▶ [Instrucciones y requisitos]:
Convierte en una tabla Markdown con las columnas Número y Contenido las líneas que van desde la que contiene "Can you see the green" hasta la que contiene "column 196, row 199", ambas incluidas. Deja fuera las líneas en blanco.

Ejemplos de etiquetado de puntos
- - -
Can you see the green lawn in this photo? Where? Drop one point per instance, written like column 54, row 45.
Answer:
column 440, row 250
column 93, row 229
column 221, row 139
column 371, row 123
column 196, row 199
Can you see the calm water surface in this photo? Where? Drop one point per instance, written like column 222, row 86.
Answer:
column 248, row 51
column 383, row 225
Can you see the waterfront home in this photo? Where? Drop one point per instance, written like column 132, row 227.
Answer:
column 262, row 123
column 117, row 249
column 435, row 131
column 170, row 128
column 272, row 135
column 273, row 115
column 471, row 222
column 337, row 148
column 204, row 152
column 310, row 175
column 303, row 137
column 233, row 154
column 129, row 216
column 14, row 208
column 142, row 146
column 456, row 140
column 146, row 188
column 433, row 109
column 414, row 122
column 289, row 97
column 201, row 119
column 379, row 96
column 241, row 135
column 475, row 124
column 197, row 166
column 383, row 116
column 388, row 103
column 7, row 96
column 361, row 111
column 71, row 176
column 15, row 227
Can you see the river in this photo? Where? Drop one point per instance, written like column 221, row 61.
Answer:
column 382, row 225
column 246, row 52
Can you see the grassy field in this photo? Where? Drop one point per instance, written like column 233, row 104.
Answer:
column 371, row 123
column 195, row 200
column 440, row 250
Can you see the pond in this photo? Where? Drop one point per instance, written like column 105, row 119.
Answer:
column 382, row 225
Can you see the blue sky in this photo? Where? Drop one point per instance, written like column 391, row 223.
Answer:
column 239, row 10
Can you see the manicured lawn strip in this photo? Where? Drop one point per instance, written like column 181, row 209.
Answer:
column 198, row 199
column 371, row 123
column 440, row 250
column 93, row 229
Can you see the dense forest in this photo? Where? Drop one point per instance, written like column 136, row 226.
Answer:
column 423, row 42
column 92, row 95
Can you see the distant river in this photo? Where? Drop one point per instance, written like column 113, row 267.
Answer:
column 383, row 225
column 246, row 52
- - -
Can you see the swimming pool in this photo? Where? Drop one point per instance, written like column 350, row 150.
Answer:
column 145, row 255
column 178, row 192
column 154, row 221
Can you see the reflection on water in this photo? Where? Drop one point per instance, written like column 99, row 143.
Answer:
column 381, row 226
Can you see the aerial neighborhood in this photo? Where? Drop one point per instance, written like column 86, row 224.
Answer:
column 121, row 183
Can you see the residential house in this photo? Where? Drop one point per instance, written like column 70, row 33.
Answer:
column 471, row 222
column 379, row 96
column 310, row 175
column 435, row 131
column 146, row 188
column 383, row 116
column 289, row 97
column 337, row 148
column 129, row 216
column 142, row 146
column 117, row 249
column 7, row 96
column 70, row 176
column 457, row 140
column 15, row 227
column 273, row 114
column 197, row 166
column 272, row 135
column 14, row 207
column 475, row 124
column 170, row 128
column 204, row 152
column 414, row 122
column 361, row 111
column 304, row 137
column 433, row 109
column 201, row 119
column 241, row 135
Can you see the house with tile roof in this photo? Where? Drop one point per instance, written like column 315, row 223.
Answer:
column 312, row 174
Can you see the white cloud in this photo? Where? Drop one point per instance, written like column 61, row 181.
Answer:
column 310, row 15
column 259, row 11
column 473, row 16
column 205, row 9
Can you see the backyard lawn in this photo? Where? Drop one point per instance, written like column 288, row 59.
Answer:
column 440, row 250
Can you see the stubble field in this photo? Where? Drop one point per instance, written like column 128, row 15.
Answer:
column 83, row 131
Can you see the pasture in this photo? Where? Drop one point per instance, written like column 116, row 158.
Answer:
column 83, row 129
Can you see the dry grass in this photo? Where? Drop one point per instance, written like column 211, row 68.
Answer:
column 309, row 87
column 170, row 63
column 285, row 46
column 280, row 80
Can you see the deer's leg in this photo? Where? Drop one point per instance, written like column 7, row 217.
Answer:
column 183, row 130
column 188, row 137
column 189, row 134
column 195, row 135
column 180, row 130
- - -
▶ [Respuesta del ejercicio]:
| Número | Contenido |
|---|---|
| 1 | Can you see the green lawn in this photo? Where? Drop one point per instance, written like column 54, row 45. |
| 2 | Answer: |
| 3 | column 440, row 250 |
| 4 | column 93, row 229 |
| 5 | column 221, row 139 |
| 6 | column 371, row 123 |
| 7 | column 196, row 199 |